Task details: Make an exact transcription of the data below.
--- Exercise inputs Enclosed Below ---
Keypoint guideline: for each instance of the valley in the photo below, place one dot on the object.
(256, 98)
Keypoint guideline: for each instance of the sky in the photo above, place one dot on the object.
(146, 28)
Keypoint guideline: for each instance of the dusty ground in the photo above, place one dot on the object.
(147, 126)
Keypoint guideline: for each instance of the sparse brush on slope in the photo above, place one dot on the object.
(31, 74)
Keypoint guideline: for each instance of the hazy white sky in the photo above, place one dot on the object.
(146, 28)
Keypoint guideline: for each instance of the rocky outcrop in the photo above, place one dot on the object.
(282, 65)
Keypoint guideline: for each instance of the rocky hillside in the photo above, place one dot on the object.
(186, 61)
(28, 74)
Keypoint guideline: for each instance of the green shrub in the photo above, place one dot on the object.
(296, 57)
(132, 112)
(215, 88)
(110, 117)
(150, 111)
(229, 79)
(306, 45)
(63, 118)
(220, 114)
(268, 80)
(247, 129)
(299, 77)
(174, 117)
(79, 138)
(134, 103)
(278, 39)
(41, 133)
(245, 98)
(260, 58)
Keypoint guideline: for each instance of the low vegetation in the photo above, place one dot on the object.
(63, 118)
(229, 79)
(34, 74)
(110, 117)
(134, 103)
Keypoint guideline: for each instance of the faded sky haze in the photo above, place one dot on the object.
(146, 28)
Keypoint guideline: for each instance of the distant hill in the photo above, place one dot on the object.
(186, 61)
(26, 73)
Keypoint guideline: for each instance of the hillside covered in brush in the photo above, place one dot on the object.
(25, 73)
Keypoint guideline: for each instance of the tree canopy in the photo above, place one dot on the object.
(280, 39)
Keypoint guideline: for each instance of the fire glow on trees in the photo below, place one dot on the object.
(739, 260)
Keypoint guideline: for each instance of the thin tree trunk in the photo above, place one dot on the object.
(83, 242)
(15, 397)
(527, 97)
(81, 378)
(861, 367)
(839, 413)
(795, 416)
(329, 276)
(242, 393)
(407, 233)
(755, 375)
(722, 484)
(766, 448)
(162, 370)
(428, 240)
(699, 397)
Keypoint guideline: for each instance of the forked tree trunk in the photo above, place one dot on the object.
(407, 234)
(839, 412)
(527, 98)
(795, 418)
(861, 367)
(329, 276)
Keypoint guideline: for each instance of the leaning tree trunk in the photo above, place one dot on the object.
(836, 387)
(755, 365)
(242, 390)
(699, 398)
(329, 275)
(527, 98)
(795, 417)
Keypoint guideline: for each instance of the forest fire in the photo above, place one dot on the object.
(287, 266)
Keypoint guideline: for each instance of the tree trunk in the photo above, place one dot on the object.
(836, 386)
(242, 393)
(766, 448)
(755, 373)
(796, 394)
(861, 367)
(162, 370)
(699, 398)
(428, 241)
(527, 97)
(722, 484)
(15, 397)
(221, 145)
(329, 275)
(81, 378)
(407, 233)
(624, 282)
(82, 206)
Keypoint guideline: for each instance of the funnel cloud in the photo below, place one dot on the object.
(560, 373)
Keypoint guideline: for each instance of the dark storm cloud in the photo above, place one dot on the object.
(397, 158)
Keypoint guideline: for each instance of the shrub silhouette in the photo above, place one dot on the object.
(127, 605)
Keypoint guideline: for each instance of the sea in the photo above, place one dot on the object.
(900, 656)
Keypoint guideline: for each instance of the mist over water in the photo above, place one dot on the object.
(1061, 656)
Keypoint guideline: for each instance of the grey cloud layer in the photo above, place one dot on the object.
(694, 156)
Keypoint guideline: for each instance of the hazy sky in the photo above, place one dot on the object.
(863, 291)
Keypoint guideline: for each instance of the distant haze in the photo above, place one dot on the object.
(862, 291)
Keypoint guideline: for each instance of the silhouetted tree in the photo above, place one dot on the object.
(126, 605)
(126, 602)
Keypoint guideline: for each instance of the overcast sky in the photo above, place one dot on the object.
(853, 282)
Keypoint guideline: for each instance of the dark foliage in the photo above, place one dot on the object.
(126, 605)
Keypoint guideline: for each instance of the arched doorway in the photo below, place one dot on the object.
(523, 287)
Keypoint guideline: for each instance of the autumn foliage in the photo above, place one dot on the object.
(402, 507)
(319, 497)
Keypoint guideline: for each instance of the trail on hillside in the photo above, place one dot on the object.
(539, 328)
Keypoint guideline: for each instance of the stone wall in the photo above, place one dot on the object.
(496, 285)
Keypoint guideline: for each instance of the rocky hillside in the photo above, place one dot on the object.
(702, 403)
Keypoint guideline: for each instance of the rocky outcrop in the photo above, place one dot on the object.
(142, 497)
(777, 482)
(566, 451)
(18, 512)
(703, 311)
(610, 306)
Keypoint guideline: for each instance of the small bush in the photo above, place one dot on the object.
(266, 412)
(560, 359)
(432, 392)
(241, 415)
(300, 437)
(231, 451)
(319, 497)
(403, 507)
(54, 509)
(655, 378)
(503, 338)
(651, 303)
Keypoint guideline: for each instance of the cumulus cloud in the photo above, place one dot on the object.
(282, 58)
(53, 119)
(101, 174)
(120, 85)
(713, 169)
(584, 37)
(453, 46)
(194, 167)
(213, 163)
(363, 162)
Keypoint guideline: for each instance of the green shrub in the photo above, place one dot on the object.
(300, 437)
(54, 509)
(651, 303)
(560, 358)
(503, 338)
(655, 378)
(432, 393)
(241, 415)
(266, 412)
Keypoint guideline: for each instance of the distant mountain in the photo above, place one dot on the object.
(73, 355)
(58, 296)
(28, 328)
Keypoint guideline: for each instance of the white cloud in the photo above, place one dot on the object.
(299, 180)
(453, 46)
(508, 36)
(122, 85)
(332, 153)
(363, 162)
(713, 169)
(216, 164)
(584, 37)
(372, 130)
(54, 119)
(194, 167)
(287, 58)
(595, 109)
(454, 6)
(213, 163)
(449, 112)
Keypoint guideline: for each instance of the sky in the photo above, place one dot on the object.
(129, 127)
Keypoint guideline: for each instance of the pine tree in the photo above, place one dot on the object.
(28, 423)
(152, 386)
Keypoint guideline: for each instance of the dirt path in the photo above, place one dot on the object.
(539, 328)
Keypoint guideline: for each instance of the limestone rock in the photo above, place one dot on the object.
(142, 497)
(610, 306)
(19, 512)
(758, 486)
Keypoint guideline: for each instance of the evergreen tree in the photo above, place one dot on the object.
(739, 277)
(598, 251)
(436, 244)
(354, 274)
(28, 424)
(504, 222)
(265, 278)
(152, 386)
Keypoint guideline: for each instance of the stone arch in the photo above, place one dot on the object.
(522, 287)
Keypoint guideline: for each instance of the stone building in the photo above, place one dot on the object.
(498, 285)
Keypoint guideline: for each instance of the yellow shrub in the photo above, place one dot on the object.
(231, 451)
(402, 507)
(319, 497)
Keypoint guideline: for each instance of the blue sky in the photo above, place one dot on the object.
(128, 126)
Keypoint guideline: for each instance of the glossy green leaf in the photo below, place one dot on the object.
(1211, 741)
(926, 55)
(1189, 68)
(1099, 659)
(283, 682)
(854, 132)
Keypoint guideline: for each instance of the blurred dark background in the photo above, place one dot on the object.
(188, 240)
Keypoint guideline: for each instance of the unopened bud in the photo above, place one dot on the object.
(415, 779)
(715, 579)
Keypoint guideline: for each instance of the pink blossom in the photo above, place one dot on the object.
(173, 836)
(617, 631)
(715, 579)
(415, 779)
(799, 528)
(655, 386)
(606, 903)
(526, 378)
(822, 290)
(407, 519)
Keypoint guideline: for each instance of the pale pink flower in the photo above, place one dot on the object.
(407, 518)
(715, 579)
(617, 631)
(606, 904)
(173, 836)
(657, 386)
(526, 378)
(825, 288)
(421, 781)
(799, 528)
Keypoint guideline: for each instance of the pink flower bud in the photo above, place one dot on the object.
--- End of Enclosed Exercise inputs ---
Solution to this task:
Keypoint guideline: for each instance of the valley in the photo below, place one dot on the object.
(256, 98)
Keypoint guideline: for each instance of the sky in the photo above, place one dot on the object.
(146, 28)
Keypoint guideline: for each instance of the dusty ground in the photo above, place one dot on the object.
(147, 126)
Keypoint guideline: for each instance of the sparse brush on slope in the photo above, place one dot on the object.
(31, 74)
Keypoint guideline: for each instance of the hazy white sky in the photo above, place one dot on the object.
(146, 28)
Keypoint guideline: for each instance of the rocky outcrop in the photo above, place one dot on the object.
(282, 65)
Keypoint guideline: for each instance of the rocky hillside in the photo above, place one dot on the object.
(186, 61)
(28, 74)
Keypoint guideline: for each instance of the green shrub in the photo above, place one dot on the object.
(296, 57)
(132, 112)
(215, 88)
(110, 117)
(150, 111)
(229, 79)
(306, 45)
(63, 118)
(220, 114)
(268, 80)
(247, 129)
(299, 77)
(174, 117)
(79, 138)
(134, 103)
(278, 39)
(41, 133)
(245, 98)
(260, 58)
Keypoint guideline: for each instance of the low vegetation in the photo above, place one dot on the object.
(63, 118)
(229, 79)
(34, 74)
(110, 117)
(134, 103)
Keypoint guideline: for each instance of the faded sky haze in the photo above, place one dot on the object.
(146, 28)
Keypoint guideline: for each instance of the distant hill in the photo above, place one dot on the object.
(186, 61)
(26, 73)
Keypoint guideline: for each instance of the hillside covered in brush in the photo above, place one dot on the object.
(25, 73)
Keypoint guideline: for each instance of the tree canopy in the photo above, place one dot on the object.
(280, 39)
Keypoint guideline: for each instance of the fire glow on trees in the photo below, place one dot on the object.
(739, 260)
Keypoint guideline: for each instance of the thin tree trunk in the photo above, place one dot on the object.
(83, 242)
(15, 397)
(527, 97)
(81, 378)
(861, 367)
(839, 413)
(795, 416)
(329, 276)
(242, 393)
(407, 233)
(755, 375)
(722, 484)
(766, 448)
(162, 370)
(428, 240)
(699, 397)
Keypoint guideline: for each instance of the forked tree trunk in the photo above, place one dot on the object.
(407, 234)
(839, 412)
(527, 98)
(795, 418)
(861, 367)
(329, 276)
Keypoint guideline: for each instance of the leaning tree trunk in the photo above, place one dot on the object.
(836, 387)
(755, 365)
(242, 390)
(699, 398)
(329, 275)
(527, 98)
(795, 417)
Keypoint guideline: for each instance of the forest fire in the photo above, place one dot on the object.
(287, 266)
Keypoint guideline: for each instance of the tree trunk in the photo above, place one dot on the object.
(836, 386)
(242, 393)
(766, 448)
(755, 373)
(796, 394)
(861, 367)
(162, 370)
(699, 398)
(428, 241)
(527, 97)
(722, 484)
(15, 397)
(221, 145)
(329, 275)
(81, 378)
(407, 233)
(624, 282)
(82, 206)
Keypoint guideline: for each instance of the funnel cloud in the photo below, place one dot on the object.
(560, 373)
Keypoint guideline: for each instance of the dark storm cloud in the photo above, place one dot on the object.
(397, 158)
Keypoint guideline: for each instance of the shrub silhouette in the photo above, place one dot on the object.
(127, 605)
Keypoint guideline: for each instance of the sea in the photo above, place one dot on the object.
(900, 656)
Keypoint guideline: for each instance of the mist over water in the photo above, place one dot on the object.
(1061, 656)
Keypoint guideline: for each instance of the grey cloud layer in the photo above, place one dot on the object.
(694, 156)
Keypoint guideline: for each instance of the hazy sky in the photo above, place one dot on the object.
(863, 291)
Keypoint guideline: for each instance of the distant haze in the photo above, place one dot on the object.
(862, 291)
Keypoint guideline: for each instance of the silhouetted tree in the photo above, place one dot on the object.
(126, 605)
(126, 602)
Keypoint guideline: for each instance of the overcast sky in the photo above, place one dot on the object.
(853, 282)
Keypoint guideline: for each instance of the dark foliage in the photo above, place one dot on the object.
(126, 605)
Keypoint guideline: for each instance of the arched doorway in the photo below, place one dot on the object.
(523, 287)
Keypoint guideline: for each instance of the autumn foliage in the photo above, place one dot on the object.
(402, 507)
(319, 497)
Keypoint guideline: for each instance of the trail on hillside in the photo above, place one dot on the object.
(539, 328)
Keypoint guideline: for each instance of the stone wall in the photo above, place one dot on the object.
(496, 285)
Keypoint guideline: for each instance of the rocky hillside in the photo above, place one dot on the object.
(702, 403)
Keypoint guideline: for each instance of the rocky outcrop in the photo above, place one dot on the object.
(142, 497)
(777, 482)
(566, 451)
(18, 512)
(703, 311)
(610, 306)
Keypoint guideline: for each instance of the small bush in the photo above, place one dot on the object.
(266, 412)
(560, 359)
(432, 392)
(241, 415)
(300, 437)
(231, 451)
(319, 497)
(403, 507)
(54, 509)
(655, 378)
(503, 338)
(651, 303)
Keypoint guideline: for each instance of the cumulus cloud in the photo above, place one dot on the object.
(282, 58)
(53, 119)
(101, 174)
(120, 85)
(713, 169)
(584, 37)
(453, 46)
(194, 167)
(213, 163)
(363, 162)
Keypoint guideline: for each instance of the green shrub in the photo above, place one dot on the object.
(300, 437)
(54, 509)
(651, 303)
(560, 358)
(503, 338)
(655, 378)
(432, 393)
(241, 415)
(266, 412)
Keypoint guideline: for each instance of the distant mountain in the photo above, place one dot on the object.
(73, 355)
(58, 296)
(28, 328)
Keypoint guideline: for each instance of the white cloud in the photo above, place one dot on the object.
(299, 180)
(453, 46)
(508, 36)
(122, 85)
(332, 153)
(363, 162)
(713, 169)
(216, 164)
(584, 37)
(372, 130)
(54, 119)
(194, 167)
(287, 58)
(595, 109)
(454, 6)
(213, 163)
(449, 112)
Keypoint guideline: for each instance of the sky in the photo above, place one dot on the object.
(129, 127)
Keypoint guideline: for each instance of the pine tree in the photo above, place one dot on the object.
(28, 423)
(152, 386)
Keypoint guideline: for each instance of the dirt path in the photo above, place one dot on the object.
(539, 328)
Keypoint guideline: for each instance of the limestone rock in the photo above, place one dot on the object.
(142, 497)
(610, 306)
(19, 512)
(758, 486)
Keypoint guideline: for each instance of the evergreen tree in the photo above, place one dot on the object.
(739, 277)
(598, 251)
(436, 244)
(354, 274)
(28, 424)
(504, 222)
(265, 278)
(152, 386)
Keypoint guideline: for each instance of the stone arch in the photo above, place one dot on the object.
(522, 287)
Keypoint guideline: for each instance of the stone building in the photo above, place one dot on the object.
(498, 285)
Keypoint guideline: for each instance of the yellow shrub in the photo above, place one dot on the object.
(231, 451)
(402, 507)
(319, 497)
Keypoint guideline: for each instance of the blue sky in the photo above, place one dot on the object.
(128, 126)
Keypoint guideline: for each instance of the glossy green leaf in the photo below, place one dot on the object.
(1211, 741)
(926, 55)
(1189, 68)
(1099, 659)
(283, 682)
(854, 132)
Keypoint guideline: for each instance of the blurred dark background in the photo above, place one dot on the object.
(188, 240)
Keypoint guideline: for each instance of the unopened bud in the photo above, place one dot on the object.
(415, 779)
(715, 579)
Keypoint guideline: for each instance of the pink blossom in the photo above, place one dot on the object.
(173, 836)
(617, 631)
(715, 579)
(415, 779)
(799, 528)
(655, 386)
(606, 903)
(526, 378)
(822, 290)
(407, 519)
Keypoint guideline: for each instance of the pale pink flower in the photo above, place one dot on the object.
(407, 518)
(715, 579)
(617, 631)
(606, 904)
(173, 836)
(657, 386)
(526, 378)
(825, 288)
(421, 781)
(799, 528)
Keypoint guideline: for each instance of the pink flower bud in the photo above, place one dot on the object.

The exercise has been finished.